Klassik
Die in der Musik als Klassik bezeichnete Epoche fällt in eine Zeit großer und folgenschwerer Veränderungen, die keine Facette des gesellschaftlichen Lebens unberührt ließen. Der Glaube an den Fortschritt und die Wahrnehmung einer Beschleunigung erfasste die Menschen. Eine Welle an (natur-)wissenschaftlichen und technischen Entdeckungen veränderte den Alltag.
Die Ideen englischer, französischer und deutscher Philosophen stellten die menschliche Vernunft in den Mittelpunkt ihrer Überlegungen und behaupteten, dass sich jeder Mann, jede Frau selbst dieser Vernunft bedienen könne. Sie wagten sogar die Religion zu kritisieren. Diese Strömung nennt man Aufklärung. Doch die meisten Menschen konnten weder lesen noch schreiben. Als Voraussetzung mussten erst das Bildungssystem modernisiert, die allgemeine Schulpflicht eingeführt, die Lehrerausbildung und die Universitäten reformiert werden. Aufgeklärte Herrscher holten sich Philosophen an ihren Hof und bemühten sich um Reformen für alle Untertanen, kontrollierten diese aber durch eine strenge Zensur. Revolutionäre Gedanken waren nicht mehr aufzuhalten.
Die Zeit um 1800 ist eine Zeit der „Revolutionen“, auch wenn manche Veränderung langsam vor sich ging: Bürgerlich/politische Revolution, Bildungsrevolution, Medien- und Kommunikationsrevolution durch die Verbreitung von Büchern und Zeitschriften, Mobilitätsrevolution, Ökologische Revolution (Umstellung auf fossile Energieträger), Industrielle Revolution, Agrarrevolution / Ernährungsrevolution.
****************
AUFGABENSTELLUNG A:
Gib aus dem Text über die Klassik den Abschnitt wortgetreu wieder, der mit den Worten „Die Zeit um“ einsetzt und nach den Worten „Agrarrevolution / Ernährungsrevolution.“ endet.
AUFGABENSTELLUNG B:
Ermittle alle Zeilen der Einträge, in denen die Zeichenfolge „below“ vorkommt, und schreibe jede davon unverändert ab. Groß- und Kleinschreibung sind zu beachten.
Der Text über die Klassik und die Einträge stammen aus unterschiedlichen Quellen.
****************
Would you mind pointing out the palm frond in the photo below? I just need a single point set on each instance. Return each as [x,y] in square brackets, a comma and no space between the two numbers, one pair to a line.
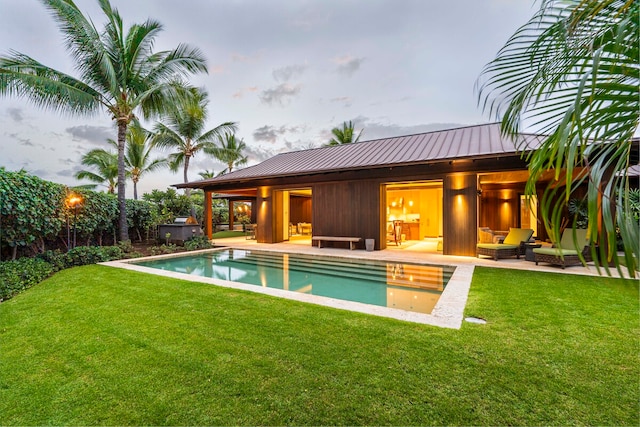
[25,77]
[573,72]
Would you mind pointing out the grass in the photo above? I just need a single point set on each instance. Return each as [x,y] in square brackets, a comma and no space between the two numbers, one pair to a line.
[127,348]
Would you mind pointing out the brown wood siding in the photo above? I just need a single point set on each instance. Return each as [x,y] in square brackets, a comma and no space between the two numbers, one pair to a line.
[460,206]
[500,206]
[349,209]
[301,210]
[264,215]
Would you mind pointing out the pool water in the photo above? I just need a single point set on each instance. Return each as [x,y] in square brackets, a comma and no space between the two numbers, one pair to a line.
[405,286]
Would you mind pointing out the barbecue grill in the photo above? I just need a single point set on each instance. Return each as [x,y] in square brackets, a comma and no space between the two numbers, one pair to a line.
[182,229]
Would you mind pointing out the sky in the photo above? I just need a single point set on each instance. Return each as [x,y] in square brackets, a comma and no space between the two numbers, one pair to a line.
[287,71]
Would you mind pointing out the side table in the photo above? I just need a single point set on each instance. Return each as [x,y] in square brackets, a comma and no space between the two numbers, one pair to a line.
[528,253]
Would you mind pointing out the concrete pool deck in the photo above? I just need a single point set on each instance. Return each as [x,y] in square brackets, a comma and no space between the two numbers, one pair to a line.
[448,311]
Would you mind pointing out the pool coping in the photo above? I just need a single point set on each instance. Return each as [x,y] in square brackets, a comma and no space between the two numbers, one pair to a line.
[447,313]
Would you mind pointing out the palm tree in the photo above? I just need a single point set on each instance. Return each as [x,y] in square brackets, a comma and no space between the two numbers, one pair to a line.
[344,135]
[137,157]
[118,72]
[572,71]
[207,174]
[229,151]
[105,165]
[184,132]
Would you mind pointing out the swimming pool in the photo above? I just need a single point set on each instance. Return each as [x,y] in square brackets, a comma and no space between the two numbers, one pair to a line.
[405,286]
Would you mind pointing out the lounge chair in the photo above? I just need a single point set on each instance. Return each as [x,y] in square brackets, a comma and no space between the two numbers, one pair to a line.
[566,253]
[512,245]
[487,235]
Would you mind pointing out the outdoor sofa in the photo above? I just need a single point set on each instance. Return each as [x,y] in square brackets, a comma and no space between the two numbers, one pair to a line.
[513,245]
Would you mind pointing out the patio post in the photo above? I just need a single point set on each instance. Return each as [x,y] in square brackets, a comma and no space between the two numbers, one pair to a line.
[230,214]
[208,215]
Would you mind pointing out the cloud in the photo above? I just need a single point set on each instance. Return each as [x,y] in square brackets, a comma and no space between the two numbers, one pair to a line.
[285,74]
[271,133]
[259,153]
[374,129]
[344,100]
[280,95]
[266,133]
[97,135]
[16,114]
[68,173]
[240,93]
[347,65]
[238,57]
[26,142]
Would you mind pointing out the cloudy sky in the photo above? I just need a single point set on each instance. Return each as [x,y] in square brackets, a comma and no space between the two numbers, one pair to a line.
[287,71]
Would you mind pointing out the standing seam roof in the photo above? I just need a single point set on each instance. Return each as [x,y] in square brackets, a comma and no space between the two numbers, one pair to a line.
[464,142]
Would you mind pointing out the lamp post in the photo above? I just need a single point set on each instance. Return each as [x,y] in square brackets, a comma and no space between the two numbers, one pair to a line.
[74,201]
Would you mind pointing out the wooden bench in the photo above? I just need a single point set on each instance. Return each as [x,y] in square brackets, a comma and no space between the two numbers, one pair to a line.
[321,239]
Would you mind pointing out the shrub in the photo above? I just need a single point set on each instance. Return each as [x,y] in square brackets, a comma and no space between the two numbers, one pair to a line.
[16,276]
[199,242]
[82,255]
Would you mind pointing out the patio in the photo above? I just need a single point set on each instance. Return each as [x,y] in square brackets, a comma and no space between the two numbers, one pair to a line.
[418,252]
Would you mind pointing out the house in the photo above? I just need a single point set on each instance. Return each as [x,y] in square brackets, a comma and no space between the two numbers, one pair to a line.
[441,185]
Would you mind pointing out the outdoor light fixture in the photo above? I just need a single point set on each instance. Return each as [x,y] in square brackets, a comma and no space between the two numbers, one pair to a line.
[74,201]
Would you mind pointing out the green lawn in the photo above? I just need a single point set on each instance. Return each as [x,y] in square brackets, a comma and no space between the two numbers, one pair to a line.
[97,345]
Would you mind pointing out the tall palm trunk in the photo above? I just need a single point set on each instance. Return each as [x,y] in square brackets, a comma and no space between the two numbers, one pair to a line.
[187,191]
[135,188]
[122,202]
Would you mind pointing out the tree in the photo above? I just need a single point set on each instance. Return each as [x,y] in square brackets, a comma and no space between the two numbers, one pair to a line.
[344,135]
[229,151]
[572,72]
[105,167]
[138,156]
[207,174]
[184,131]
[118,72]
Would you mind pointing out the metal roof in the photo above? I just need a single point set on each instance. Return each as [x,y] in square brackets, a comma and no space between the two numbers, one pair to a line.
[465,142]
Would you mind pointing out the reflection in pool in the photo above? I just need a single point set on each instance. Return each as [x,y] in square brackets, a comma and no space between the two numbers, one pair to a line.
[406,286]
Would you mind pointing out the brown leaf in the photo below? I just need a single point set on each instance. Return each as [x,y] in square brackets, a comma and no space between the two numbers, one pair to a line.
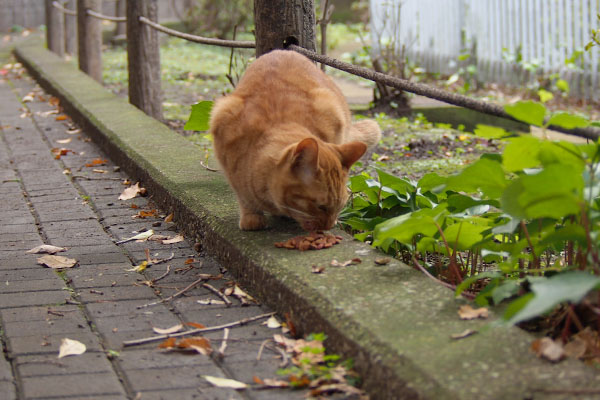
[195,325]
[548,349]
[317,269]
[168,343]
[175,239]
[96,162]
[130,192]
[57,262]
[468,312]
[46,248]
[382,260]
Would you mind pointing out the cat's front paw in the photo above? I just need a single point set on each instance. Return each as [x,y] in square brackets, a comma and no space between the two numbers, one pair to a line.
[253,222]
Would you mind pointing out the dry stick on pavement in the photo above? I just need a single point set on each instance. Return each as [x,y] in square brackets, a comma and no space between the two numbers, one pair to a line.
[224,343]
[216,291]
[204,277]
[195,331]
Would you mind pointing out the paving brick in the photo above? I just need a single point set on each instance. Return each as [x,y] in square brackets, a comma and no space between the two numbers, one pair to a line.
[22,286]
[49,344]
[48,364]
[44,313]
[172,377]
[72,385]
[52,325]
[116,293]
[33,298]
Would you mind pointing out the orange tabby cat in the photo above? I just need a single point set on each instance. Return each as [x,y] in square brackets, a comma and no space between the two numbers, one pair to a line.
[285,140]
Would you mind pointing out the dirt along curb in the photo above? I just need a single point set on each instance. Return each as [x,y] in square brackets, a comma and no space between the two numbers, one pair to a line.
[393,321]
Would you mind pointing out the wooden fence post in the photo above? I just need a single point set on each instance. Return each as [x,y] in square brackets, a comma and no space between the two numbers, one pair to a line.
[54,29]
[121,29]
[70,29]
[89,38]
[282,22]
[143,55]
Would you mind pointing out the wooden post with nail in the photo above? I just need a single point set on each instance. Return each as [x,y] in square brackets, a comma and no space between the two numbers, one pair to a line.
[89,38]
[54,29]
[143,55]
[282,22]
****************
VOLLSTÄNDIGE ANTWORT A:
Die Zeit um 1800 ist eine Zeit der „Revolutionen“, auch wenn manche Veränderung langsam vor sich ging: Bürgerlich/politische Revolution, Bildungsrevolution, Medien- und Kommunikationsrevolution durch die Verbreitung von Büchern und Zeitschriften, Mobilitätsrevolution, Ökologische Revolution (Umstellung auf fossile Energieträger), Industrielle Revolution, Agrarrevolution / Ernährungsrevolution.

VOLLSTÄNDIGE ANTWORT B:
Would you mind pointing out the palm frond in the photo below? I just need a single point set on each instance. Return each as [x,y] in square brackets, a comma and no space between the two numbers, one pair to a line.
Would you mind pointing out the brown leaf in the photo below? I just need a single point set on each instance. Return each as [x,y] in square brackets, a comma and no space between the two numbers, one pair to a line.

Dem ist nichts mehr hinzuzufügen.